What the task requires:
Return every record exactly as it appears. Leave nothing out.

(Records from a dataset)
= = = = =

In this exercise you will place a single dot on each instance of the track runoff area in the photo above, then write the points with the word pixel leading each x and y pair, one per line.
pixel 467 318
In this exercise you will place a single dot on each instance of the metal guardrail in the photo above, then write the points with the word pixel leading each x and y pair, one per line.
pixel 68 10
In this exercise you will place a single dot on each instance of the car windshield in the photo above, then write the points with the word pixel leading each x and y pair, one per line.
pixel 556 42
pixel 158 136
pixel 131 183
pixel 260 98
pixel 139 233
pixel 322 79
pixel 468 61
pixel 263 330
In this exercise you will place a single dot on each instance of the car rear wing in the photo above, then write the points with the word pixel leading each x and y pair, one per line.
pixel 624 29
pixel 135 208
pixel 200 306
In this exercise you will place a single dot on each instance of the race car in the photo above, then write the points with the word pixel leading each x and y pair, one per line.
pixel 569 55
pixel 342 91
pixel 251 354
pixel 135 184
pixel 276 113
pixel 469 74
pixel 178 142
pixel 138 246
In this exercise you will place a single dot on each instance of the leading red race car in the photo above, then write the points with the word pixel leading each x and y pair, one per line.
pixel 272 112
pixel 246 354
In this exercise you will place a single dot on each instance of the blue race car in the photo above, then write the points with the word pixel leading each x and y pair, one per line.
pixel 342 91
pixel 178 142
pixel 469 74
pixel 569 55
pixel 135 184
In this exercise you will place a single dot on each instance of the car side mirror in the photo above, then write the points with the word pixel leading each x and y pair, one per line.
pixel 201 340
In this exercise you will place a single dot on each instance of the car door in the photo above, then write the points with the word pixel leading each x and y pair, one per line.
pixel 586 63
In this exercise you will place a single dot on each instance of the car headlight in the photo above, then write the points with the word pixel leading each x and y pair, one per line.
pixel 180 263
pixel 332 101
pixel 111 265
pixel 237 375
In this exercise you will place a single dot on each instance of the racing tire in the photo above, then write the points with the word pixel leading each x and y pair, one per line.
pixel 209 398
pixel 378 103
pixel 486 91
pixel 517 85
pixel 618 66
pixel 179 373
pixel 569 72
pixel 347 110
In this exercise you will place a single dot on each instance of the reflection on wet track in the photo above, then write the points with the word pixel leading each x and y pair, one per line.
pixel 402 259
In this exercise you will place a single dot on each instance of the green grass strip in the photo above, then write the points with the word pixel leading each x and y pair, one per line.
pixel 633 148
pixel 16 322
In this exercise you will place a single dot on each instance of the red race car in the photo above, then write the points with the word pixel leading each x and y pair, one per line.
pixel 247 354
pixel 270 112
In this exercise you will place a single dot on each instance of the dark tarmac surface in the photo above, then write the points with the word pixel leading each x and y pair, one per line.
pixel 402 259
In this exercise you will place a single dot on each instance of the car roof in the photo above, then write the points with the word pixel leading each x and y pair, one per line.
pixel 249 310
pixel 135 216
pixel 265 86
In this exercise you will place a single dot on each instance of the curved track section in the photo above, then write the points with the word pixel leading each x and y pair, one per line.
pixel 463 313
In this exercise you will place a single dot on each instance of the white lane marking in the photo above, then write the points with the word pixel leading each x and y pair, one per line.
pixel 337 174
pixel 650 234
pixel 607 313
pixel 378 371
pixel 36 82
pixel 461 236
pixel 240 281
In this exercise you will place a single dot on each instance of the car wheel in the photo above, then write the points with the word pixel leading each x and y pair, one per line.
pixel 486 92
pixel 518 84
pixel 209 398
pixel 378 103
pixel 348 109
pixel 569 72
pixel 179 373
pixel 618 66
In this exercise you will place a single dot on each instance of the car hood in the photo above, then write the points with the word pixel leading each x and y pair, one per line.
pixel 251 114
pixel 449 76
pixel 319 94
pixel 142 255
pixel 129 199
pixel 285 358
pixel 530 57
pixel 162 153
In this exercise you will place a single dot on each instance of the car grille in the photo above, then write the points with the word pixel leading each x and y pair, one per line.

= = = = =

Solution for this exercise:
In this exercise you will place a single dot on each instance of the track runoff area in the photo above, then write the points with the word pixel leading each x and y pair, one per line.
pixel 467 318
In this exercise you will place a single dot on each instance of the metal guardrail in the photo above, then write the points with the word pixel leading each x and y pair, one per line.
pixel 68 10
In this exercise you will place a single dot on each instance of the car windshield in the photo above, then write the points with the word pixel leading each x and y pair, one per line.
pixel 556 42
pixel 158 136
pixel 131 183
pixel 260 98
pixel 139 233
pixel 322 79
pixel 468 61
pixel 263 330
In this exercise you will place a single dot on each instance of the car rear wing in the photo above, then write the points with the word pixel leading each x and y pair, one per line.
pixel 624 29
pixel 135 208
pixel 200 306
In this exercise you will place a single dot on each instance of the race car in the photo above, then write the points with the word pixel leading each x and y pair, one per line.
pixel 569 55
pixel 342 91
pixel 251 354
pixel 135 184
pixel 276 113
pixel 469 74
pixel 178 142
pixel 138 246
In this exercise you will place a single dot on each instance of the leading red race car in the photo above, then write the points with the word pixel leading each x and y pair, one per line.
pixel 272 112
pixel 246 354
In this exercise you will place a single dot on each instance of the blue race car in the photo above, then write the points with the word pixel leading each x and y pair, one per line.
pixel 342 91
pixel 178 142
pixel 469 74
pixel 569 55
pixel 135 184
In this exercise you will place a single dot on each instance of the car side mirror in the photo above, then write the points with the word pixel leading each x and y pair, one per line.
pixel 201 340
In this exercise you will place a single dot on each instance of the car door in the photo above, then write the points with the word pixel leading each x and y pair, one per line.
pixel 586 63
In this exercise you will place a single dot on each instance of the car headlight in the photo above, then write the points with the word pixel leading each x and y pair, one per line.
pixel 180 263
pixel 332 101
pixel 111 265
pixel 237 375
In this exercise you will place a single dot on each instance of the racing tire in the photo above, then write the points with the word pixel leading each x and y pair, one per line.
pixel 209 398
pixel 378 103
pixel 486 91
pixel 517 85
pixel 618 66
pixel 179 373
pixel 569 72
pixel 347 110
In this exercise you will place a single dot on each instance of the reflection on wet track in the photo above, then write the points with the word pixel leading each x and y pair, one per line.
pixel 402 259
In this exercise you will place a single dot on each instance of the green grass strip in the photo above, then write the points with the word pixel leading each x and y pair, one per line.
pixel 633 148
pixel 16 322
In this exercise you will place a single dot on each instance of the red race car in the photo above, then write the points with the word pixel leading each x and y pair, one per line.
pixel 247 354
pixel 270 112
In this exercise you will place a single dot on each instance of the dark tarmac surface in the photo above, then write the points with the word pixel leading each x and y pair, one per line.
pixel 402 259
In this exercise you will place a single dot on each instance of the car roof in the photo above, then write the points with the word pixel leading each x and y pair, one per line.
pixel 249 310
pixel 135 216
pixel 265 86
In this exercise you will place a single dot on each instance of the curved track section in the photo above, then write the points with the word pixel leading each x and y pair, one per line.
pixel 463 313
In this exercise you will place a single dot on each instance of the white lane marking in the photo above, then write the points with the word pixel leading each x and y pair, one per line.
pixel 337 174
pixel 650 234
pixel 607 313
pixel 378 371
pixel 36 82
pixel 461 236
pixel 240 281
In this exercise you will place a single dot on each instance of the car wheel in the photo above, then write the points with the word pixel leading each x and y pair, one per line.
pixel 486 92
pixel 518 84
pixel 209 398
pixel 378 103
pixel 348 109
pixel 569 72
pixel 179 373
pixel 618 66
In this exercise you will place a single dot on each instance of the car hood in the photo above, then write the points with the word pixel leading each x and y pair, one per line.
pixel 251 114
pixel 449 76
pixel 319 94
pixel 142 255
pixel 129 199
pixel 285 358
pixel 530 57
pixel 162 153
In this exercise you will place a single dot on each instance of the car grille in the photo above, then write the points with the word pixel leading each x and y pair, one per line.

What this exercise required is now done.